EXERCISE PROMPT: Recast every line of the records below as a numbered list, skipping any blank lines and omitting the pictures.

Pointing entries for labeled objects
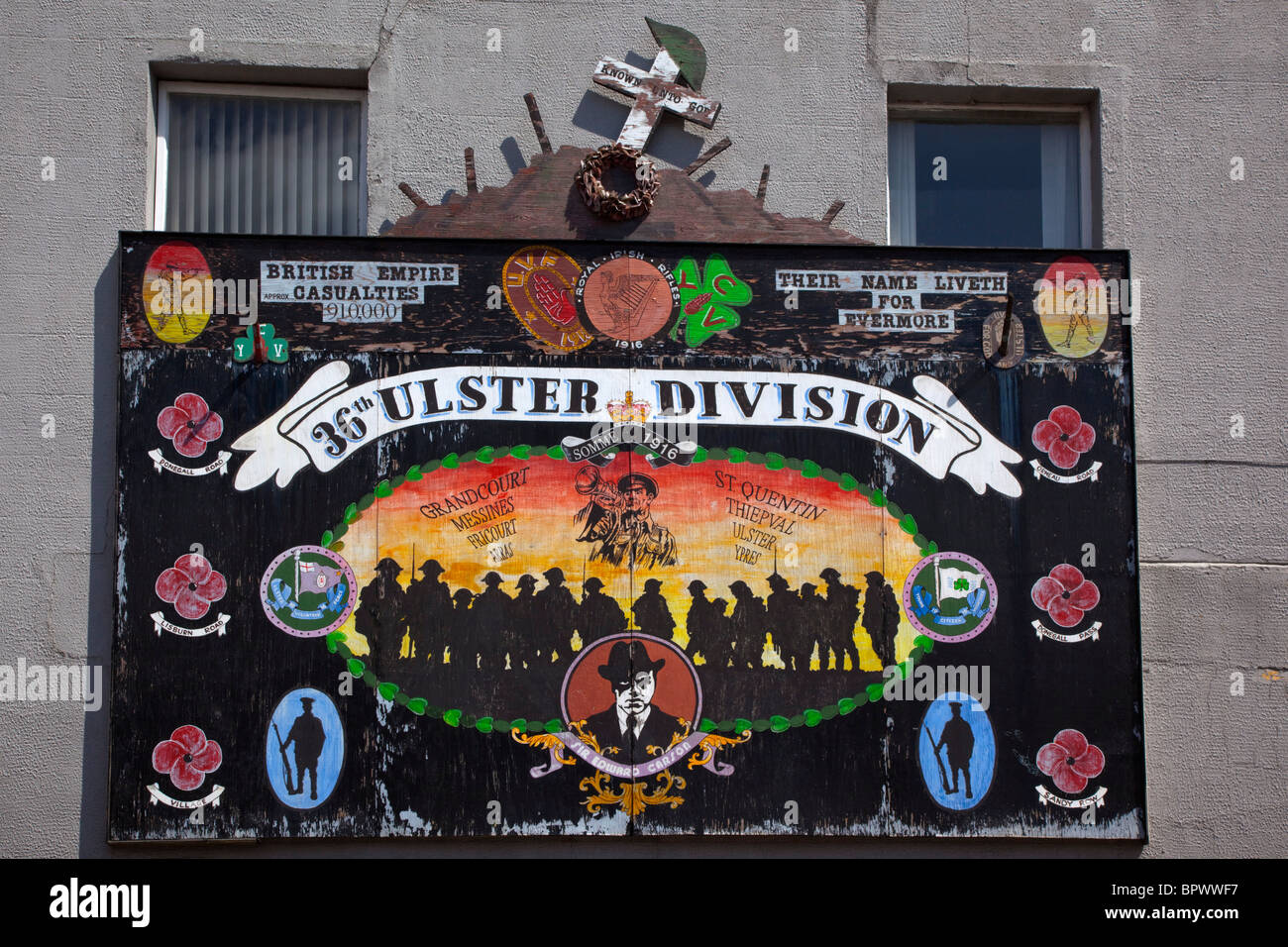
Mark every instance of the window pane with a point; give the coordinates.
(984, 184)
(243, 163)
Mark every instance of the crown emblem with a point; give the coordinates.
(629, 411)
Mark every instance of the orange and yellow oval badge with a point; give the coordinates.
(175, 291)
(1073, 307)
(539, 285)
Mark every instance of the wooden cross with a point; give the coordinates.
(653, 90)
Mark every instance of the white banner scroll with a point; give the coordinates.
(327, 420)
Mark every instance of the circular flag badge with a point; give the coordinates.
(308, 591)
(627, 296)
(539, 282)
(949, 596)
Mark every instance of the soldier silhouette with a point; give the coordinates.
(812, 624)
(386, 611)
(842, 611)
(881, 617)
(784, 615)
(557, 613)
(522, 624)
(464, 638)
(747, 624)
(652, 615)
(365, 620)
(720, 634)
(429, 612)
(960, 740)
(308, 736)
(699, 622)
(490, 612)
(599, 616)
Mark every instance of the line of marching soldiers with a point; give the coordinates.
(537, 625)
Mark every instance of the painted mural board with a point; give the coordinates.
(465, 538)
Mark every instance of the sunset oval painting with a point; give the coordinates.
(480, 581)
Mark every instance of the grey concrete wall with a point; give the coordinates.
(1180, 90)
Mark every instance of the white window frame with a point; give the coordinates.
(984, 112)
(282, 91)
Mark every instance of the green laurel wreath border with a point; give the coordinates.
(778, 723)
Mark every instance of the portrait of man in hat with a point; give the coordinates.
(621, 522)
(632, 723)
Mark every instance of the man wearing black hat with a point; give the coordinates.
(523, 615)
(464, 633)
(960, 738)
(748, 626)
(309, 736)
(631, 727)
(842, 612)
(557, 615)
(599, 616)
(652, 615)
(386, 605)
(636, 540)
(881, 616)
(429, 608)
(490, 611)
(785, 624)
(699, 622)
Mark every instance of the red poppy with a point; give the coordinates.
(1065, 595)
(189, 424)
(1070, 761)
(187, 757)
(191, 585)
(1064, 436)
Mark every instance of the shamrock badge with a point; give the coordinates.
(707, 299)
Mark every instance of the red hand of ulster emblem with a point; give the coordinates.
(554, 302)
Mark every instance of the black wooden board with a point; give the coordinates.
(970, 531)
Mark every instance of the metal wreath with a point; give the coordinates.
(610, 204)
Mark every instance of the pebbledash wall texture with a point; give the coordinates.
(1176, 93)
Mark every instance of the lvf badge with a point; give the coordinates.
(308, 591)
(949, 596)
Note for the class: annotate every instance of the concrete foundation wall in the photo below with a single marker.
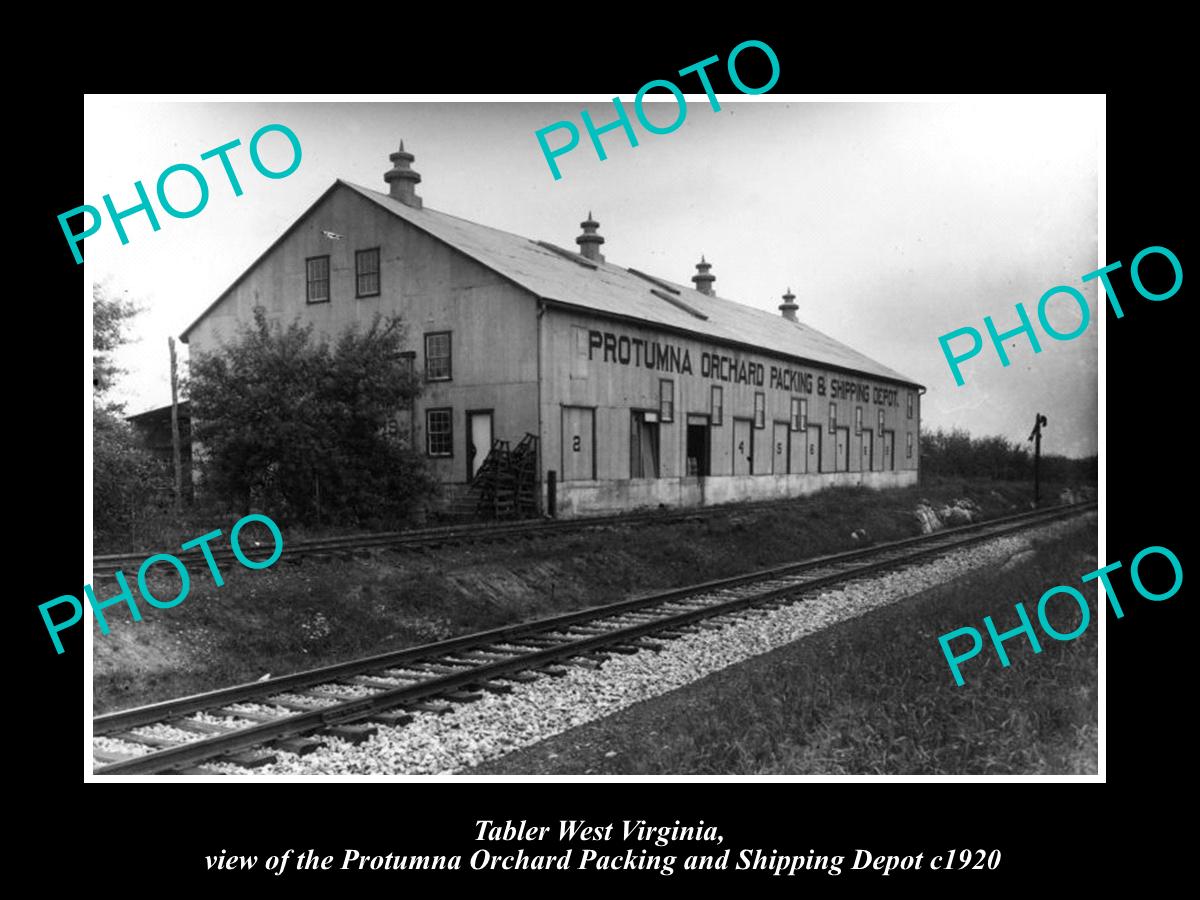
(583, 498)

SOLUTION TO THIS EXERCISE:
1. Mark every instance of the window pane with a point; give the coordinates.
2. (984, 184)
3. (243, 163)
4. Mark every instance of the crown emblem with a point; give the coordinates.
5. (629, 411)
6. Mark every instance of the orange and yellow oval badge with a point; give the coordinates.
7. (175, 291)
8. (1073, 307)
9. (539, 285)
10. Mark every instance of the wooden cross with a point; give the coordinates.
11. (653, 90)
12. Mark every instance of the white banner scroll with a point; give the coordinates.
13. (327, 420)
14. Mark every instance of the circular flag badge with a point; give the coordinates.
15. (308, 591)
16. (627, 296)
17. (539, 282)
18. (949, 596)
19. Mark every instance of the soldier silhouette with a point; give the coordinates.
20. (812, 624)
21. (386, 611)
22. (842, 611)
23. (881, 617)
24. (784, 615)
25. (557, 613)
26. (522, 624)
27. (464, 638)
28. (747, 624)
29. (652, 615)
30. (365, 620)
31. (720, 634)
32. (429, 612)
33. (960, 740)
34. (308, 736)
35. (699, 622)
36. (490, 612)
37. (599, 616)
38. Mark every instance of the line of marching soldiers with a point; give the coordinates.
39. (537, 625)
40. Mark every instance of the painted mural board with a point; give the coordinates.
41. (465, 538)
42. Mark every instance of the sunset oval painting with a point; give the coordinates.
43. (480, 581)
44. Mark every instance of the grey concrete wall with a point; give the coordinates.
45. (1180, 90)
46. Mark every instance of the white window frame with a point; give the coordinates.
47. (984, 112)
48. (282, 91)
49. Mark every instance of the green laurel wreath border with a point; give the coordinates.
50. (778, 723)
51. Mark every instance of the portrait of man in hat with a point; give the coordinates.
52. (621, 522)
53. (632, 723)
54. Mark every instance of the man wearing black hat with a point; give the coordinates.
55. (523, 615)
56. (464, 633)
57. (960, 738)
58. (748, 626)
59. (309, 736)
60. (631, 727)
61. (842, 612)
62. (557, 615)
63. (599, 616)
64. (652, 615)
65. (386, 605)
66. (636, 540)
67. (881, 616)
68. (429, 608)
69. (490, 611)
70. (785, 624)
71. (699, 622)
72. Mark every instance of the red poppy with a point; give the coordinates.
73. (1065, 595)
74. (189, 424)
75. (1070, 761)
76. (187, 757)
77. (191, 585)
78. (1064, 436)
79. Mark every instance of the shamrock badge with a point; give the coordinates.
80. (707, 299)
81. Mark every instance of the red hand of ulster emblem with a point; give the coordinates.
82. (554, 302)
83. Mark every instance of the black wooden board with a point; give the coordinates.
84. (970, 531)
85. Mark every instance of the metal wreath with a point; give the coordinates.
86. (610, 204)
87. Mark every instance of the pebbledash wall texture with a point; give the coordinates.
88. (1176, 93)
89. Mark every instance of the lvf badge with a point; give the coordinates.
90. (308, 591)
91. (949, 596)
92. Note for the class: annotate every instance of the concrete foundation wall in the photo below with a single marker.
93. (583, 498)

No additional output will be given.